TASK BRIEF —
Please count the lines in the data below that contain the word "black" and give only that number.

MATERIAL FOR THIS EXERCISE —
[start]

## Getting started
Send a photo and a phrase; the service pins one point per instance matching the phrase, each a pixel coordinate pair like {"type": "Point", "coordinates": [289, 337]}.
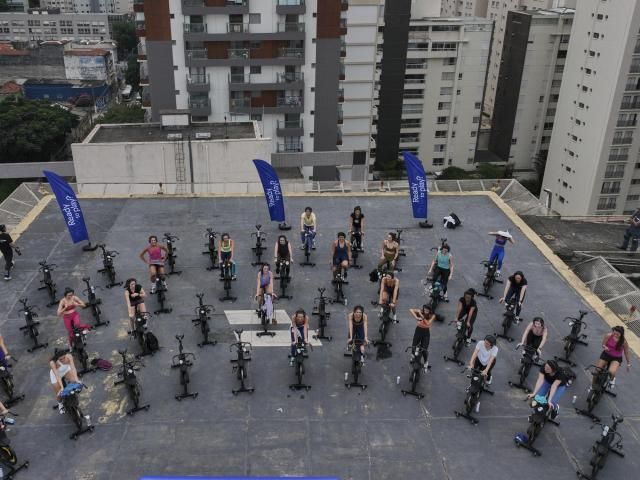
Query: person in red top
{"type": "Point", "coordinates": [157, 255]}
{"type": "Point", "coordinates": [70, 316]}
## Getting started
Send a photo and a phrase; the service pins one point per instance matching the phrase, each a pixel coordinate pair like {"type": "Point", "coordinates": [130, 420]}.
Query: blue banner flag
{"type": "Point", "coordinates": [417, 184]}
{"type": "Point", "coordinates": [272, 190]}
{"type": "Point", "coordinates": [69, 206]}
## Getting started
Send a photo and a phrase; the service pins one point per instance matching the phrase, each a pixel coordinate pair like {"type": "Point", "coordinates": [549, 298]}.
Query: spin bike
{"type": "Point", "coordinates": [8, 457]}
{"type": "Point", "coordinates": [320, 309]}
{"type": "Point", "coordinates": [93, 302]}
{"type": "Point", "coordinates": [243, 352]}
{"type": "Point", "coordinates": [183, 361]}
{"type": "Point", "coordinates": [203, 311]}
{"type": "Point", "coordinates": [261, 237]}
{"type": "Point", "coordinates": [529, 359]}
{"type": "Point", "coordinates": [47, 282]}
{"type": "Point", "coordinates": [610, 441]}
{"type": "Point", "coordinates": [212, 249]}
{"type": "Point", "coordinates": [417, 365]}
{"type": "Point", "coordinates": [477, 386]}
{"type": "Point", "coordinates": [540, 415]}
{"type": "Point", "coordinates": [107, 265]}
{"type": "Point", "coordinates": [357, 362]}
{"type": "Point", "coordinates": [575, 336]}
{"type": "Point", "coordinates": [31, 328]}
{"type": "Point", "coordinates": [128, 374]}
{"type": "Point", "coordinates": [170, 240]}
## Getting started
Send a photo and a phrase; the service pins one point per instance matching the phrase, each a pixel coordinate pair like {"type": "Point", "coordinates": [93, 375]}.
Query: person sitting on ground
{"type": "Point", "coordinates": [484, 357]}
{"type": "Point", "coordinates": [389, 290]}
{"type": "Point", "coordinates": [515, 288]}
{"type": "Point", "coordinates": [442, 268]}
{"type": "Point", "coordinates": [61, 366]}
{"type": "Point", "coordinates": [157, 254]}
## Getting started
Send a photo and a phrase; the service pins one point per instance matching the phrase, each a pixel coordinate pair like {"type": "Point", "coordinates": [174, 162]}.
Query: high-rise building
{"type": "Point", "coordinates": [438, 119]}
{"type": "Point", "coordinates": [533, 57]}
{"type": "Point", "coordinates": [592, 166]}
{"type": "Point", "coordinates": [304, 69]}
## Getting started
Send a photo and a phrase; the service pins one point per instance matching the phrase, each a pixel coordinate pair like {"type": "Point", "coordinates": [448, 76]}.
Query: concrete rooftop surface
{"type": "Point", "coordinates": [376, 434]}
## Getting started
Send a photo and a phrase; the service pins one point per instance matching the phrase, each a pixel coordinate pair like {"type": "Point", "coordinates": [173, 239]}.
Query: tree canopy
{"type": "Point", "coordinates": [32, 130]}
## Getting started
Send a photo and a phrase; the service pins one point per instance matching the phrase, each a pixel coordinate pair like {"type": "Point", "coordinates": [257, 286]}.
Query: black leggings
{"type": "Point", "coordinates": [421, 337]}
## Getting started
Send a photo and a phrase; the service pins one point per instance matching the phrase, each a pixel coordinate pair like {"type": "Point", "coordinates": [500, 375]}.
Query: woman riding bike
{"type": "Point", "coordinates": [282, 253]}
{"type": "Point", "coordinates": [134, 296]}
{"type": "Point", "coordinates": [389, 290]}
{"type": "Point", "coordinates": [467, 311]}
{"type": "Point", "coordinates": [358, 323]}
{"type": "Point", "coordinates": [516, 288]}
{"type": "Point", "coordinates": [535, 335]}
{"type": "Point", "coordinates": [614, 345]}
{"type": "Point", "coordinates": [356, 225]}
{"type": "Point", "coordinates": [422, 333]}
{"type": "Point", "coordinates": [157, 254]}
{"type": "Point", "coordinates": [61, 366]}
{"type": "Point", "coordinates": [70, 316]}
{"type": "Point", "coordinates": [442, 268]}
{"type": "Point", "coordinates": [299, 328]}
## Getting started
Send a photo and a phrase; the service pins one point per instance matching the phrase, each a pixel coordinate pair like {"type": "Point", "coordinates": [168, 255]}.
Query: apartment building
{"type": "Point", "coordinates": [431, 87]}
{"type": "Point", "coordinates": [533, 57]}
{"type": "Point", "coordinates": [593, 166]}
{"type": "Point", "coordinates": [43, 25]}
{"type": "Point", "coordinates": [304, 69]}
{"type": "Point", "coordinates": [89, 6]}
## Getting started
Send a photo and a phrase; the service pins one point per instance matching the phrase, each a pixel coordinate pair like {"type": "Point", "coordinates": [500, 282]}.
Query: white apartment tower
{"type": "Point", "coordinates": [529, 82]}
{"type": "Point", "coordinates": [592, 167]}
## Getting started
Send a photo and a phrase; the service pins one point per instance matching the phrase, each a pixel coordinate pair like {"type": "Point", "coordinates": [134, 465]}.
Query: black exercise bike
{"type": "Point", "coordinates": [243, 355]}
{"type": "Point", "coordinates": [610, 440]}
{"type": "Point", "coordinates": [212, 248]}
{"type": "Point", "coordinates": [31, 328]}
{"type": "Point", "coordinates": [47, 281]}
{"type": "Point", "coordinates": [93, 303]}
{"type": "Point", "coordinates": [357, 362]}
{"type": "Point", "coordinates": [170, 240]}
{"type": "Point", "coordinates": [529, 359]}
{"type": "Point", "coordinates": [107, 265]}
{"type": "Point", "coordinates": [575, 337]}
{"type": "Point", "coordinates": [417, 365]}
{"type": "Point", "coordinates": [540, 415]}
{"type": "Point", "coordinates": [320, 309]}
{"type": "Point", "coordinates": [257, 250]}
{"type": "Point", "coordinates": [477, 386]}
{"type": "Point", "coordinates": [203, 311]}
{"type": "Point", "coordinates": [183, 361]}
{"type": "Point", "coordinates": [8, 458]}
{"type": "Point", "coordinates": [128, 376]}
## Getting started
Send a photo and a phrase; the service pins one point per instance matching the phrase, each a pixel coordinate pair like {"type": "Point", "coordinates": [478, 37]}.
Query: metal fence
{"type": "Point", "coordinates": [616, 291]}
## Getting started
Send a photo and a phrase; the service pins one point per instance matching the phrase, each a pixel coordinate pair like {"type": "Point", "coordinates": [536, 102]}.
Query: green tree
{"type": "Point", "coordinates": [123, 114]}
{"type": "Point", "coordinates": [132, 75]}
{"type": "Point", "coordinates": [124, 33]}
{"type": "Point", "coordinates": [32, 130]}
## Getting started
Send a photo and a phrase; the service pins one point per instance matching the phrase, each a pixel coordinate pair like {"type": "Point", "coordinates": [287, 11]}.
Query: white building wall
{"type": "Point", "coordinates": [593, 89]}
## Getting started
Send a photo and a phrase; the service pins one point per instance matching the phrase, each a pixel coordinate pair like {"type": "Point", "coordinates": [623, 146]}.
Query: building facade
{"type": "Point", "coordinates": [430, 99]}
{"type": "Point", "coordinates": [529, 81]}
{"type": "Point", "coordinates": [305, 70]}
{"type": "Point", "coordinates": [43, 25]}
{"type": "Point", "coordinates": [592, 166]}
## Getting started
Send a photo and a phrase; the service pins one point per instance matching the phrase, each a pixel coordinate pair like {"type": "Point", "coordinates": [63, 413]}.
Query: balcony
{"type": "Point", "coordinates": [215, 7]}
{"type": "Point", "coordinates": [200, 107]}
{"type": "Point", "coordinates": [290, 147]}
{"type": "Point", "coordinates": [290, 7]}
{"type": "Point", "coordinates": [198, 83]}
{"type": "Point", "coordinates": [290, 128]}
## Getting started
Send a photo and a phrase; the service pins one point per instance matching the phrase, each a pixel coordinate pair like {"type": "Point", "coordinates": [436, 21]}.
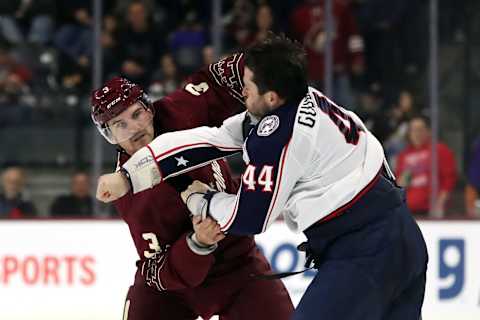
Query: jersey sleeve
{"type": "Point", "coordinates": [208, 97]}
{"type": "Point", "coordinates": [174, 153]}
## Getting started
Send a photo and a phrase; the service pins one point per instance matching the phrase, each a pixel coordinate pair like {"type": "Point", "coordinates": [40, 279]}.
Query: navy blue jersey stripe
{"type": "Point", "coordinates": [190, 158]}
{"type": "Point", "coordinates": [265, 154]}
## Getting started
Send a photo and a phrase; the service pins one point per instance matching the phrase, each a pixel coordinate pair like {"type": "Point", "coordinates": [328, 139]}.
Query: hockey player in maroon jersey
{"type": "Point", "coordinates": [182, 272]}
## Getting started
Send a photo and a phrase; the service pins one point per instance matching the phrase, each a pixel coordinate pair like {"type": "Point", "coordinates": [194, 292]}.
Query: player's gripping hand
{"type": "Point", "coordinates": [207, 231]}
{"type": "Point", "coordinates": [193, 197]}
{"type": "Point", "coordinates": [150, 270]}
{"type": "Point", "coordinates": [112, 186]}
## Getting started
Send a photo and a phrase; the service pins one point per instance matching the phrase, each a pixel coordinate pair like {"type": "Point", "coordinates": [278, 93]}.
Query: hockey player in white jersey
{"type": "Point", "coordinates": [316, 164]}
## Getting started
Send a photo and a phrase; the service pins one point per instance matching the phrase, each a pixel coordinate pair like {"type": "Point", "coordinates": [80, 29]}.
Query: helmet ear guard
{"type": "Point", "coordinates": [113, 98]}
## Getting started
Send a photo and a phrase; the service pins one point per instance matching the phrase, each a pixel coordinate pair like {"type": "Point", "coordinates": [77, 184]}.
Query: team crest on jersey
{"type": "Point", "coordinates": [268, 126]}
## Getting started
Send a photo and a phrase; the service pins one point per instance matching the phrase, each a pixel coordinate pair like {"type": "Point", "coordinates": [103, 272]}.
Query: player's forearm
{"type": "Point", "coordinates": [175, 153]}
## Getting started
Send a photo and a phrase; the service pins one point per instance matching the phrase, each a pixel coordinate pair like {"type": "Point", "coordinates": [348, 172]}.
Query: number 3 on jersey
{"type": "Point", "coordinates": [264, 178]}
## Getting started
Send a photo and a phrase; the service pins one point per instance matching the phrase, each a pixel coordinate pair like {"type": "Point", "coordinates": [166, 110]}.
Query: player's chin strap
{"type": "Point", "coordinates": [310, 257]}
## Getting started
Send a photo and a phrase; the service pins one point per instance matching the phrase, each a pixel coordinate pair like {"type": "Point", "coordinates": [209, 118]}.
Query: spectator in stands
{"type": "Point", "coordinates": [398, 119]}
{"type": "Point", "coordinates": [74, 40]}
{"type": "Point", "coordinates": [264, 22]}
{"type": "Point", "coordinates": [472, 190]}
{"type": "Point", "coordinates": [166, 78]}
{"type": "Point", "coordinates": [13, 203]}
{"type": "Point", "coordinates": [308, 23]}
{"type": "Point", "coordinates": [76, 204]}
{"type": "Point", "coordinates": [413, 170]}
{"type": "Point", "coordinates": [239, 21]}
{"type": "Point", "coordinates": [187, 43]}
{"type": "Point", "coordinates": [138, 44]}
{"type": "Point", "coordinates": [14, 82]}
{"type": "Point", "coordinates": [36, 16]}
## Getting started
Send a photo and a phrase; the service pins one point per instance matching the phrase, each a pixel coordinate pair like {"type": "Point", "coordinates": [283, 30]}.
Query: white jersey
{"type": "Point", "coordinates": [305, 162]}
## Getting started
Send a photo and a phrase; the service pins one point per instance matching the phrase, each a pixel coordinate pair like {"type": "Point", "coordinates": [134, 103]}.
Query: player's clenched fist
{"type": "Point", "coordinates": [194, 198]}
{"type": "Point", "coordinates": [112, 186]}
{"type": "Point", "coordinates": [207, 231]}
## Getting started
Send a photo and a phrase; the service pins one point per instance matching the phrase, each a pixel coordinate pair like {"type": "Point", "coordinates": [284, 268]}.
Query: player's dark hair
{"type": "Point", "coordinates": [279, 64]}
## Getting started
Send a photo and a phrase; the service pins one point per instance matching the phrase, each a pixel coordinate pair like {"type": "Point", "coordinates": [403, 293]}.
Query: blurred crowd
{"type": "Point", "coordinates": [379, 55]}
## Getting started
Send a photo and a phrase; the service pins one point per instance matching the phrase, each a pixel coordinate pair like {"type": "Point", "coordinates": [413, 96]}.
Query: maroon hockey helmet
{"type": "Point", "coordinates": [113, 98]}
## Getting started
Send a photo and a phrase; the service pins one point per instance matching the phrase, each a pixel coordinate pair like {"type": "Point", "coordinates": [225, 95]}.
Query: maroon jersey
{"type": "Point", "coordinates": [157, 218]}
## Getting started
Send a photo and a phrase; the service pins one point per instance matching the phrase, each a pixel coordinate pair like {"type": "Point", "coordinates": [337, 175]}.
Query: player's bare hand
{"type": "Point", "coordinates": [195, 187]}
{"type": "Point", "coordinates": [207, 231]}
{"type": "Point", "coordinates": [111, 187]}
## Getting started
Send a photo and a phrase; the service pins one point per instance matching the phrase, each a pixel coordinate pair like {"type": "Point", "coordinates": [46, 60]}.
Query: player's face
{"type": "Point", "coordinates": [133, 128]}
{"type": "Point", "coordinates": [256, 103]}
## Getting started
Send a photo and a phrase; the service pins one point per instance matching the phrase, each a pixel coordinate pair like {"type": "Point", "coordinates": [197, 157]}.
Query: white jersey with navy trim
{"type": "Point", "coordinates": [304, 162]}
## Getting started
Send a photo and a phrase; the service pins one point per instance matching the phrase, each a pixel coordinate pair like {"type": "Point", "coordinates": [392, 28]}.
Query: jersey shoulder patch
{"type": "Point", "coordinates": [268, 125]}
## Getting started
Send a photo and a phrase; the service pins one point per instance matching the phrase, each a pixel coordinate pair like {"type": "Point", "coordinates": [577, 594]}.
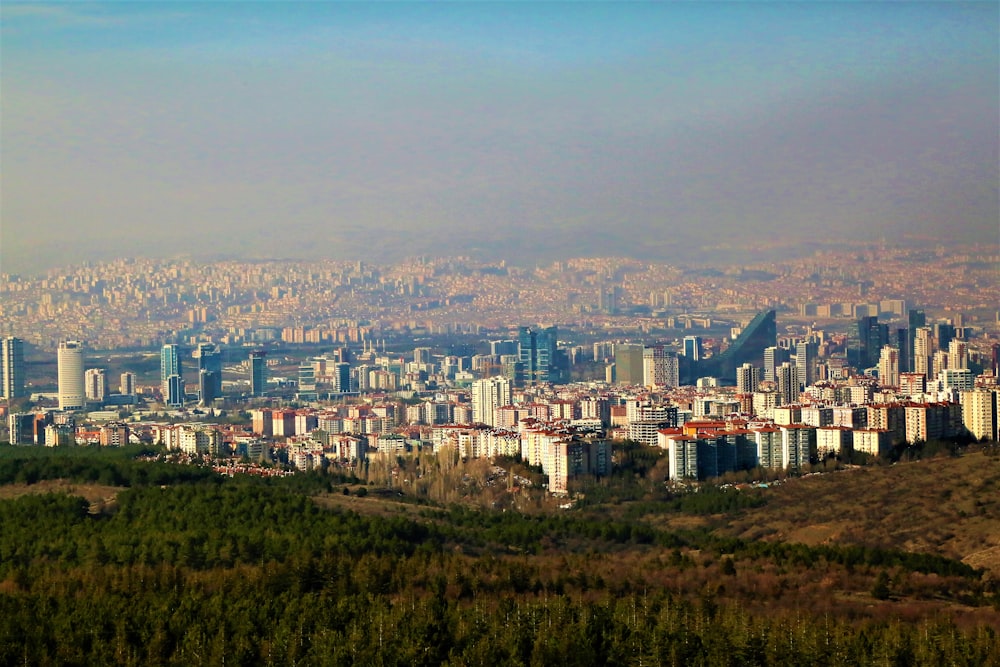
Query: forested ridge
{"type": "Point", "coordinates": [206, 570]}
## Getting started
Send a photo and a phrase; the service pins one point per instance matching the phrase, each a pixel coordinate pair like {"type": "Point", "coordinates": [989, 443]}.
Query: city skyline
{"type": "Point", "coordinates": [509, 131]}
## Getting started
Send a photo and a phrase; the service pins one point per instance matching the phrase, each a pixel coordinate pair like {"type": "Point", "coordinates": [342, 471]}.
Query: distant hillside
{"type": "Point", "coordinates": [944, 506]}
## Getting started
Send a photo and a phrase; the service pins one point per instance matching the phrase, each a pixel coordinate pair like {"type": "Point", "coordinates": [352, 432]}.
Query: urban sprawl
{"type": "Point", "coordinates": [272, 366]}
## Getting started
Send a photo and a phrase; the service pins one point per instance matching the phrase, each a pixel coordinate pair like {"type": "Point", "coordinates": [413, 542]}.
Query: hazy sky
{"type": "Point", "coordinates": [375, 131]}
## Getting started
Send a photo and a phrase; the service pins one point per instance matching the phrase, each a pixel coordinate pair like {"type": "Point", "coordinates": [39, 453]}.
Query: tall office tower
{"type": "Point", "coordinates": [888, 367]}
{"type": "Point", "coordinates": [126, 385]}
{"type": "Point", "coordinates": [659, 367]}
{"type": "Point", "coordinates": [923, 349]}
{"type": "Point", "coordinates": [693, 348]}
{"type": "Point", "coordinates": [979, 413]}
{"type": "Point", "coordinates": [805, 361]}
{"type": "Point", "coordinates": [175, 391]}
{"type": "Point", "coordinates": [206, 387]}
{"type": "Point", "coordinates": [774, 356]}
{"type": "Point", "coordinates": [342, 377]}
{"type": "Point", "coordinates": [608, 299]}
{"type": "Point", "coordinates": [71, 386]}
{"type": "Point", "coordinates": [915, 319]}
{"type": "Point", "coordinates": [488, 395]}
{"type": "Point", "coordinates": [747, 378]}
{"type": "Point", "coordinates": [537, 351]}
{"type": "Point", "coordinates": [865, 339]}
{"type": "Point", "coordinates": [628, 363]}
{"type": "Point", "coordinates": [944, 332]}
{"type": "Point", "coordinates": [900, 339]}
{"type": "Point", "coordinates": [502, 347]}
{"type": "Point", "coordinates": [307, 377]}
{"type": "Point", "coordinates": [258, 373]}
{"type": "Point", "coordinates": [958, 354]}
{"type": "Point", "coordinates": [11, 367]}
{"type": "Point", "coordinates": [788, 383]}
{"type": "Point", "coordinates": [939, 362]}
{"type": "Point", "coordinates": [95, 384]}
{"type": "Point", "coordinates": [209, 360]}
{"type": "Point", "coordinates": [170, 364]}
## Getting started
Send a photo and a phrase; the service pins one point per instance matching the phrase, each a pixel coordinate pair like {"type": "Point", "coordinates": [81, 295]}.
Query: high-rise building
{"type": "Point", "coordinates": [958, 354]}
{"type": "Point", "coordinates": [915, 320]}
{"type": "Point", "coordinates": [171, 380]}
{"type": "Point", "coordinates": [774, 356]}
{"type": "Point", "coordinates": [923, 350]}
{"type": "Point", "coordinates": [258, 373]}
{"type": "Point", "coordinates": [488, 395]}
{"type": "Point", "coordinates": [805, 362]}
{"type": "Point", "coordinates": [659, 367]}
{"type": "Point", "coordinates": [628, 363]}
{"type": "Point", "coordinates": [71, 383]}
{"type": "Point", "coordinates": [693, 348]}
{"type": "Point", "coordinates": [788, 383]}
{"type": "Point", "coordinates": [126, 384]}
{"type": "Point", "coordinates": [537, 351]}
{"type": "Point", "coordinates": [759, 334]}
{"type": "Point", "coordinates": [11, 367]}
{"type": "Point", "coordinates": [342, 377]}
{"type": "Point", "coordinates": [95, 384]}
{"type": "Point", "coordinates": [888, 367]}
{"type": "Point", "coordinates": [170, 364]}
{"type": "Point", "coordinates": [209, 360]}
{"type": "Point", "coordinates": [747, 378]}
{"type": "Point", "coordinates": [865, 339]}
{"type": "Point", "coordinates": [944, 333]}
{"type": "Point", "coordinates": [979, 413]}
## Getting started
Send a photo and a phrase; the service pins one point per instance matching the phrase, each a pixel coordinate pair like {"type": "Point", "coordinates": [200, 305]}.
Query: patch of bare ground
{"type": "Point", "coordinates": [944, 506]}
{"type": "Point", "coordinates": [101, 497]}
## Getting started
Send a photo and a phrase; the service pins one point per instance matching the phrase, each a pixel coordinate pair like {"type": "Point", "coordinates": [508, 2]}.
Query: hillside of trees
{"type": "Point", "coordinates": [196, 569]}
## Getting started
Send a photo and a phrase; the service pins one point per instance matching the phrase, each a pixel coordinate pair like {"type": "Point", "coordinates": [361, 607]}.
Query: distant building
{"type": "Point", "coordinates": [72, 395]}
{"type": "Point", "coordinates": [258, 373]}
{"type": "Point", "coordinates": [11, 367]}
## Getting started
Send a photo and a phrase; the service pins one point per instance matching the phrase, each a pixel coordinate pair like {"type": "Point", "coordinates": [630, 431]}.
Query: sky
{"type": "Point", "coordinates": [516, 131]}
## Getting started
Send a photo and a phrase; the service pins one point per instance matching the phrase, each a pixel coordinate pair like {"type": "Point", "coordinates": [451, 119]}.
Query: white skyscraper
{"type": "Point", "coordinates": [95, 384]}
{"type": "Point", "coordinates": [958, 354]}
{"type": "Point", "coordinates": [487, 395]}
{"type": "Point", "coordinates": [923, 348]}
{"type": "Point", "coordinates": [127, 384]}
{"type": "Point", "coordinates": [71, 386]}
{"type": "Point", "coordinates": [888, 367]}
{"type": "Point", "coordinates": [11, 367]}
{"type": "Point", "coordinates": [659, 368]}
{"type": "Point", "coordinates": [747, 378]}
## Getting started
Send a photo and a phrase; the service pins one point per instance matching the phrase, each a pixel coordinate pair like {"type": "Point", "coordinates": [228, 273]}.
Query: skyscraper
{"type": "Point", "coordinates": [693, 348]}
{"type": "Point", "coordinates": [170, 368]}
{"type": "Point", "coordinates": [788, 383]}
{"type": "Point", "coordinates": [258, 373]}
{"type": "Point", "coordinates": [628, 363]}
{"type": "Point", "coordinates": [915, 319]}
{"type": "Point", "coordinates": [11, 367]}
{"type": "Point", "coordinates": [489, 394]}
{"type": "Point", "coordinates": [747, 378]}
{"type": "Point", "coordinates": [127, 384]}
{"type": "Point", "coordinates": [95, 384]}
{"type": "Point", "coordinates": [210, 361]}
{"type": "Point", "coordinates": [659, 367]}
{"type": "Point", "coordinates": [774, 356]}
{"type": "Point", "coordinates": [888, 367]}
{"type": "Point", "coordinates": [923, 349]}
{"type": "Point", "coordinates": [69, 360]}
{"type": "Point", "coordinates": [805, 362]}
{"type": "Point", "coordinates": [537, 351]}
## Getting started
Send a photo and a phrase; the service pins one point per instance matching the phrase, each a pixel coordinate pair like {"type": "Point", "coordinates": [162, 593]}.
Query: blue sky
{"type": "Point", "coordinates": [519, 130]}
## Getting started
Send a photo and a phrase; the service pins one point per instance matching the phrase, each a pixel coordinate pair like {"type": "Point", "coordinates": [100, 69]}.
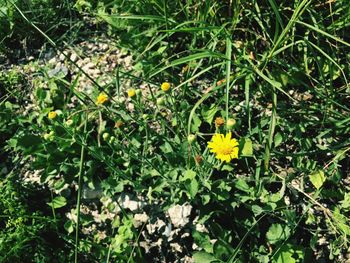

[end]

SOLUTION TO THIS PROBLEM —
2